GIVEN TASK - Rename "tree trunk" to "tree stump" throughout the rows, and reproduce every line with nothing else changed.

╔══

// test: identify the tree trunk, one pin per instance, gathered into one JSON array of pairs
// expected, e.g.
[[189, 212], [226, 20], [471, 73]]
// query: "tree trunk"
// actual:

╚══

FINAL ANSWER -
// test: identify the tree stump, one pin per instance, gathered into one JSON array of pairs
// expected, e.g.
[[189, 212], [226, 20], [471, 73]]
// query: "tree stump"
// actual:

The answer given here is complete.